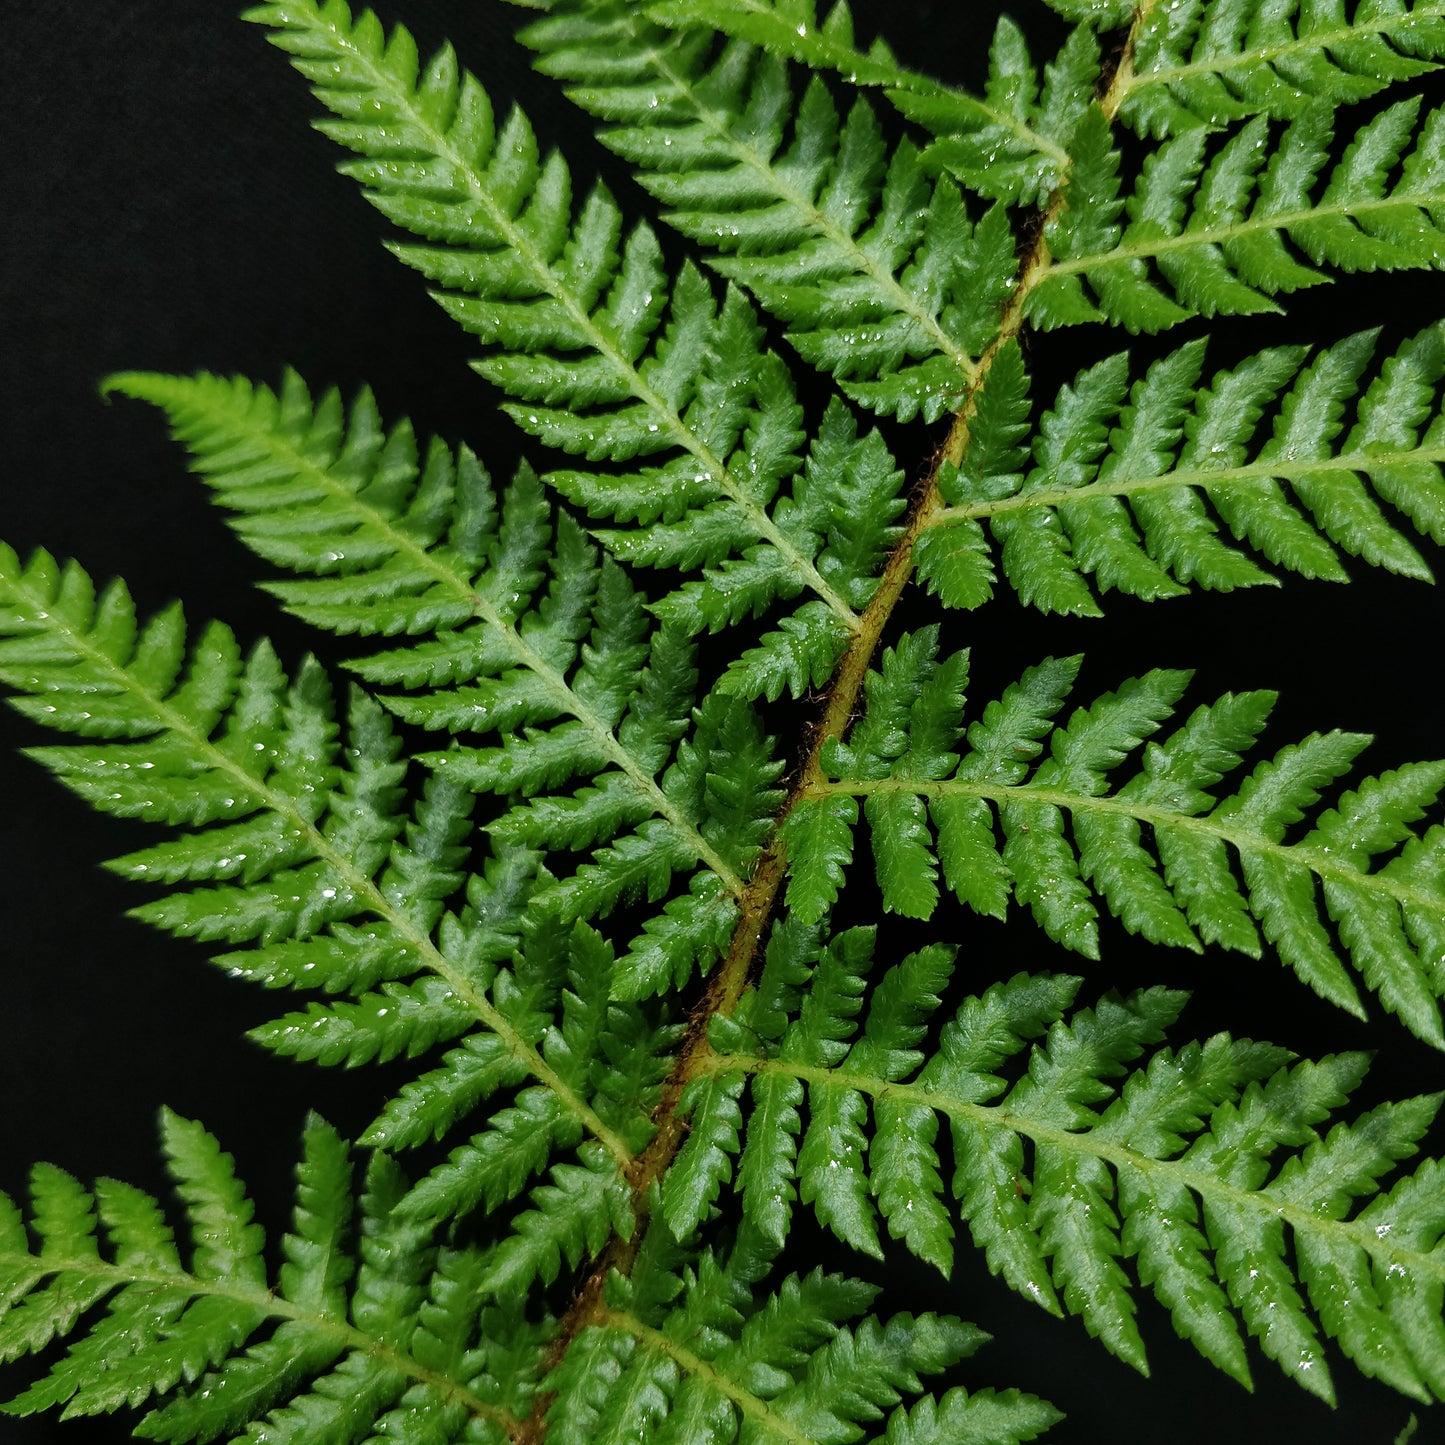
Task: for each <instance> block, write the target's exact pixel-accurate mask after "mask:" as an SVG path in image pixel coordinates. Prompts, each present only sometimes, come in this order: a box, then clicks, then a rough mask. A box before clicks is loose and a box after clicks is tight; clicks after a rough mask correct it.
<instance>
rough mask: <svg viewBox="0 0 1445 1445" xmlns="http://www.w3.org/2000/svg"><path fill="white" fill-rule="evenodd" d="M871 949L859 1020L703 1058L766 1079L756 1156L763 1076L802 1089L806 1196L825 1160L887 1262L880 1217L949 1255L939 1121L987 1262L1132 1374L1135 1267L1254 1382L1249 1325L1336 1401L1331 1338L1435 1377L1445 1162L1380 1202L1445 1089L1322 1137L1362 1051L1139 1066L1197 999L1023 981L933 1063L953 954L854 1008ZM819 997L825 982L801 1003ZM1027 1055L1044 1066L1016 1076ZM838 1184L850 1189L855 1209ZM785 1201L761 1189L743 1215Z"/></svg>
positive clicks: (1393, 1364)
mask: <svg viewBox="0 0 1445 1445" xmlns="http://www.w3.org/2000/svg"><path fill="white" fill-rule="evenodd" d="M858 932H863V931H858ZM868 952H870V949H868V948H867V946H864V948H863V949H861V951H860V949H858V948H857V946H851V948H850V949H848V955H850V962H848V972H850V978H851V984H850V985H848V988H847V990H845V994H844V996H845V997H848V998H850V1001H848V1003H847V1004H845V1007H844V1009H842V1010H841V1012H837V1010H835V1009H834V1007H832V1006H829V1004H828V1003H821V1004H816V1006H814V1007H812V1009H811V1012H809V1010H805V1012H803V1013H801V1014H799V1016H798V1017H796V1019H795V1020H793V1022H792V1023H790V1025H789V1027H788V1030H786V1032H785V1033H783V1036H782V1039H780V1040H779V1042H777V1043H766V1045H763V1046H762V1048H760V1046H759V1038H757V1035H750V1033H749V1032H747V1030H746V1029H744V1027H741V1026H740V1022H741V1020H738V1022H731V1020H715V1022H714V1026H712V1045H714V1049H715V1051H717V1052H715V1053H714V1055H712V1056H711V1058H708V1059H707V1061H705V1065H704V1066H702V1069H699V1079H701V1078H708V1079H711V1081H712V1085H711V1087H712V1088H724V1090H734V1088H736V1084H737V1082H740V1081H741V1079H744V1078H747V1079H750V1090H751V1098H753V1101H754V1108H753V1111H751V1118H749V1120H747V1121H746V1123H744V1124H743V1129H741V1131H743V1133H744V1136H746V1139H747V1143H746V1146H744V1149H751V1147H753V1143H751V1137H753V1130H754V1129H766V1126H767V1120H766V1114H764V1113H763V1110H764V1103H766V1097H767V1095H766V1092H764V1090H766V1088H767V1087H769V1085H773V1087H776V1084H777V1082H788V1084H789V1085H792V1087H793V1088H795V1090H796V1094H798V1097H799V1100H801V1098H802V1095H803V1092H805V1091H806V1100H808V1104H806V1110H799V1113H801V1114H803V1118H802V1123H801V1136H802V1147H801V1150H799V1156H798V1163H796V1179H798V1182H799V1185H801V1188H802V1198H803V1201H805V1202H808V1201H809V1186H808V1176H809V1165H808V1159H809V1156H812V1157H814V1159H815V1160H819V1162H822V1160H829V1162H831V1163H829V1166H828V1169H827V1176H828V1182H827V1186H821V1185H814V1186H812V1196H814V1198H815V1199H816V1211H818V1217H819V1220H821V1221H822V1222H824V1224H827V1225H828V1227H829V1228H832V1230H834V1233H837V1234H838V1235H840V1237H841V1238H844V1240H845V1241H847V1243H850V1244H853V1246H855V1247H858V1248H861V1250H866V1251H870V1253H871V1251H873V1248H874V1238H876V1234H874V1218H876V1215H874V1209H880V1211H881V1214H883V1217H884V1220H886V1222H887V1227H889V1231H890V1233H892V1234H893V1235H894V1237H896V1238H899V1240H903V1241H905V1243H906V1244H907V1247H909V1248H912V1250H913V1251H915V1253H916V1254H919V1256H920V1257H922V1259H926V1260H931V1261H932V1263H935V1264H938V1266H939V1267H941V1269H942V1270H944V1272H945V1273H946V1272H948V1267H949V1261H951V1253H949V1248H951V1240H952V1235H954V1220H952V1218H951V1217H949V1215H951V1211H949V1209H948V1208H946V1207H945V1202H944V1196H945V1189H944V1185H942V1181H941V1176H939V1172H938V1163H939V1160H938V1155H936V1150H935V1147H933V1139H935V1134H936V1129H938V1124H939V1123H941V1121H945V1120H946V1121H948V1126H949V1129H951V1133H952V1146H954V1162H955V1173H954V1179H952V1185H951V1191H949V1192H951V1194H952V1205H954V1207H955V1208H957V1215H958V1218H959V1220H964V1221H967V1222H968V1227H970V1230H971V1233H972V1238H974V1243H975V1244H977V1246H978V1247H980V1248H983V1250H984V1251H985V1254H987V1257H988V1264H990V1269H991V1270H993V1272H994V1273H998V1274H1001V1276H1003V1277H1004V1279H1006V1280H1007V1282H1009V1283H1010V1285H1012V1286H1013V1287H1014V1289H1017V1290H1020V1292H1022V1293H1025V1295H1026V1296H1029V1298H1032V1299H1035V1301H1036V1302H1038V1303H1039V1305H1042V1306H1043V1308H1045V1309H1049V1311H1051V1312H1055V1314H1059V1312H1062V1311H1068V1312H1069V1314H1077V1315H1079V1316H1082V1319H1084V1324H1085V1328H1087V1329H1088V1331H1090V1334H1092V1335H1097V1337H1098V1338H1101V1340H1103V1341H1104V1344H1105V1345H1107V1347H1108V1348H1110V1350H1113V1351H1114V1353H1116V1354H1118V1355H1120V1357H1121V1358H1124V1360H1127V1361H1129V1363H1130V1364H1133V1366H1136V1367H1137V1368H1140V1370H1143V1368H1146V1357H1144V1348H1143V1342H1142V1340H1140V1337H1139V1332H1137V1329H1136V1325H1134V1303H1133V1293H1134V1289H1136V1280H1137V1283H1139V1285H1144V1286H1149V1287H1150V1289H1152V1290H1153V1292H1155V1293H1156V1295H1157V1296H1159V1299H1160V1302H1162V1303H1163V1305H1165V1306H1166V1308H1168V1309H1169V1311H1170V1314H1172V1316H1173V1322H1175V1328H1176V1331H1178V1332H1179V1334H1181V1337H1183V1338H1186V1340H1189V1341H1191V1342H1194V1345H1195V1347H1196V1348H1198V1350H1199V1351H1201V1353H1202V1354H1204V1355H1205V1357H1207V1358H1208V1360H1211V1361H1212V1363H1214V1364H1217V1366H1218V1367H1220V1368H1222V1370H1225V1371H1227V1373H1228V1374H1231V1376H1234V1377H1235V1379H1237V1380H1240V1381H1241V1383H1246V1384H1247V1383H1248V1380H1250V1370H1248V1363H1247V1360H1246V1353H1244V1345H1243V1338H1241V1334H1240V1328H1238V1325H1240V1322H1241V1321H1243V1324H1244V1328H1246V1331H1247V1332H1248V1334H1250V1335H1253V1337H1254V1338H1256V1340H1257V1341H1259V1344H1260V1347H1261V1348H1263V1351H1264V1353H1266V1354H1267V1355H1269V1357H1270V1358H1273V1360H1274V1361H1276V1363H1277V1364H1279V1366H1280V1368H1282V1370H1285V1371H1286V1373H1287V1374H1289V1376H1292V1377H1293V1379H1295V1380H1298V1381H1299V1383H1301V1384H1302V1386H1303V1387H1305V1389H1308V1390H1312V1392H1315V1393H1318V1394H1321V1396H1322V1397H1324V1399H1327V1400H1332V1397H1334V1386H1332V1381H1331V1377H1329V1370H1328V1367H1327V1364H1325V1360H1324V1357H1322V1350H1321V1335H1324V1337H1327V1338H1332V1340H1335V1341H1337V1342H1338V1345H1340V1347H1341V1350H1342V1351H1344V1353H1345V1355H1347V1357H1348V1358H1350V1360H1351V1361H1353V1363H1354V1364H1355V1366H1357V1367H1358V1368H1360V1370H1361V1371H1363V1373H1366V1374H1370V1376H1376V1377H1379V1379H1383V1380H1386V1381H1387V1383H1390V1384H1392V1386H1393V1387H1394V1389H1397V1390H1402V1392H1405V1393H1406V1394H1412V1396H1413V1397H1416V1399H1420V1400H1429V1399H1432V1397H1435V1396H1438V1394H1439V1393H1441V1390H1442V1386H1445V1379H1441V1374H1439V1368H1438V1358H1439V1355H1438V1348H1436V1341H1438V1338H1439V1331H1441V1321H1439V1314H1441V1299H1442V1293H1445V1279H1442V1274H1441V1266H1439V1263H1438V1254H1436V1243H1438V1240H1439V1235H1441V1230H1442V1228H1445V1218H1442V1217H1441V1212H1439V1208H1438V1205H1436V1204H1431V1202H1428V1201H1429V1199H1431V1195H1432V1191H1438V1189H1439V1181H1441V1165H1439V1162H1438V1160H1426V1162H1425V1163H1422V1165H1420V1166H1419V1168H1418V1169H1416V1170H1415V1173H1410V1175H1405V1176H1402V1178H1399V1179H1397V1181H1396V1182H1394V1183H1393V1185H1392V1186H1389V1188H1387V1189H1383V1192H1379V1194H1377V1191H1380V1189H1381V1182H1383V1181H1386V1179H1387V1178H1389V1176H1390V1175H1392V1172H1393V1170H1394V1166H1396V1165H1397V1163H1399V1162H1400V1160H1405V1159H1407V1157H1410V1156H1412V1155H1413V1153H1415V1152H1416V1146H1418V1142H1419V1139H1420V1136H1422V1134H1423V1133H1425V1130H1426V1129H1428V1127H1429V1123H1431V1120H1432V1118H1433V1116H1435V1111H1436V1108H1438V1104H1439V1097H1431V1098H1420V1100H1410V1101H1406V1103H1402V1104H1386V1105H1381V1107H1379V1108H1376V1110H1373V1111H1371V1113H1368V1114H1364V1116H1361V1117H1360V1118H1357V1120H1355V1121H1353V1123H1335V1124H1334V1126H1332V1127H1329V1129H1328V1133H1327V1131H1325V1129H1327V1123H1328V1121H1329V1118H1331V1116H1334V1114H1335V1113H1337V1111H1338V1110H1340V1108H1341V1107H1342V1105H1344V1104H1345V1103H1347V1100H1348V1095H1350V1092H1351V1090H1353V1088H1354V1087H1355V1084H1358V1081H1360V1078H1361V1075H1363V1072H1364V1059H1363V1058H1361V1056H1358V1055H1341V1056H1338V1058H1334V1059H1327V1061H1324V1062H1321V1064H1293V1065H1290V1064H1289V1062H1287V1059H1289V1055H1287V1053H1285V1052H1283V1051H1280V1049H1274V1048H1270V1046H1266V1045H1259V1043H1251V1042H1247V1040H1238V1042H1237V1040H1233V1039H1230V1038H1228V1036H1227V1035H1217V1036H1215V1038H1212V1039H1209V1040H1208V1042H1205V1043H1202V1045H1201V1043H1189V1045H1185V1046H1183V1048H1182V1049H1178V1051H1173V1049H1168V1048H1163V1049H1157V1051H1156V1052H1153V1053H1150V1056H1149V1058H1147V1059H1146V1061H1144V1062H1139V1061H1140V1059H1143V1056H1144V1053H1146V1051H1150V1049H1155V1046H1156V1045H1159V1043H1160V1042H1162V1039H1163V1036H1165V1029H1166V1027H1168V1026H1169V1025H1170V1023H1172V1022H1173V1020H1175V1017H1176V1014H1178V1012H1179V1009H1181V1006H1182V1003H1183V996H1182V994H1178V993H1170V991H1168V990H1162V988H1156V990H1147V991H1144V993H1140V994H1133V996H1130V997H1127V998H1118V997H1114V996H1108V997H1105V998H1104V1000H1103V1001H1101V1003H1100V1004H1098V1006H1097V1007H1095V1009H1079V1010H1077V1012H1074V1013H1072V1014H1071V1016H1068V1017H1065V1016H1066V1010H1068V1007H1069V1003H1071V1001H1072V997H1074V991H1075V988H1077V984H1078V981H1077V980H1069V978H1048V977H1039V978H1029V977H1027V975H1023V974H1019V975H1017V977H1014V978H1012V980H1010V981H1009V983H1003V984H997V985H994V987H993V988H990V990H988V991H987V993H985V994H983V996H981V997H978V998H968V1000H965V1001H964V1003H962V1004H961V1006H959V1009H958V1012H957V1014H954V1017H952V1019H951V1020H949V1022H948V1023H945V1025H944V1032H942V1036H941V1046H939V1051H938V1052H936V1053H935V1055H932V1056H931V1058H928V1059H926V1061H925V1056H923V1053H922V1052H919V1051H918V1048H916V1046H918V1043H919V1042H920V1040H922V1038H923V1035H925V1032H926V1030H928V1027H929V1026H931V1020H932V1019H933V1016H935V1014H936V1012H938V1007H939V1000H938V988H939V984H941V981H942V980H944V978H945V977H946V968H948V962H949V958H948V957H944V955H942V954H941V955H939V957H935V958H929V957H926V955H912V957H909V958H906V959H903V962H900V964H897V965H896V967H894V968H892V970H889V972H886V974H884V977H883V980H881V983H880V984H879V985H877V987H874V988H873V990H871V1003H870V1007H868V1009H867V1013H866V1014H863V1017H861V1019H860V1013H861V1010H860V1007H858V1000H860V997H861V994H863V993H866V991H867V983H866V974H867V962H868V958H867V955H868ZM835 957H841V955H837V954H835ZM818 997H819V994H818V991H816V990H814V991H811V993H809V1000H808V1001H809V1004H811V1006H812V1004H814V1000H815V998H818ZM1025 1058H1026V1061H1027V1069H1026V1072H1023V1074H1022V1075H1020V1074H1017V1072H1010V1074H1007V1075H1003V1077H1001V1069H1004V1068H1007V1065H1009V1062H1010V1061H1014V1059H1017V1061H1020V1062H1022V1061H1023V1059H1025ZM737 1092H740V1090H737ZM840 1121H845V1123H847V1136H841V1134H840V1127H841V1126H840ZM789 1173H792V1170H789ZM815 1173H818V1170H816V1166H815ZM844 1195H845V1196H847V1198H850V1199H851V1201H853V1205H851V1208H850V1209H848V1211H838V1209H837V1208H835V1207H834V1205H835V1201H837V1199H840V1198H842V1196H844ZM874 1201H876V1204H874ZM1357 1201H1367V1202H1364V1205H1363V1207H1357ZM770 1208H772V1205H770V1202H769V1201H767V1199H762V1198H759V1196H757V1195H756V1192H754V1191H753V1189H749V1188H744V1192H743V1209H744V1215H746V1217H749V1218H757V1217H759V1215H760V1214H763V1215H766V1214H767V1211H769V1209H770ZM920 1212H923V1214H926V1215H928V1218H929V1221H931V1222H929V1227H928V1228H920V1224H919V1218H918V1215H919V1214H920ZM1386 1221H1389V1225H1390V1227H1389V1228H1380V1227H1379V1225H1381V1224H1384V1222H1386ZM1396 1221H1397V1222H1396ZM1290 1243H1292V1244H1293V1257H1295V1264H1293V1266H1292V1263H1290V1257H1289V1253H1287V1250H1289V1246H1290ZM1344 1301H1350V1306H1348V1308H1344V1306H1342V1302H1344Z"/></svg>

What the task asks: Render the records, from their start through the line that contains "rough mask: <svg", as a Markdown table with the columns Row and Text, giving each line a row number and leaving out blank lines and the pictures.

Expected output:
| Row | Text |
|---|---|
| 1 | Task: for each <instance> block, write the target's exact pixel-accurate mask after "mask:" as an SVG path in image pixel coordinates. Prompts, each present only sometimes, come in this order: a box, then clicks, then a rough mask. A box before clicks is loose and a box after clicks is tight; clicks after a rough mask correct it. |
| 2 | <instance> |
| 3 | rough mask: <svg viewBox="0 0 1445 1445" xmlns="http://www.w3.org/2000/svg"><path fill="white" fill-rule="evenodd" d="M871 949L859 1020L703 1058L766 1079L756 1156L763 1076L802 1089L806 1196L825 1160L887 1262L880 1217L949 1255L939 1121L987 1262L1132 1374L1135 1267L1254 1382L1249 1325L1336 1401L1331 1338L1435 1377L1445 1162L1380 1202L1445 1089L1322 1137L1362 1051L1139 1066L1197 999L1023 981L933 1063L953 954L854 1008ZM819 997L825 982L801 1003ZM1027 1055L1044 1066L1016 1076ZM838 1184L850 1189L855 1209ZM785 1201L761 1189L743 1215Z"/></svg> |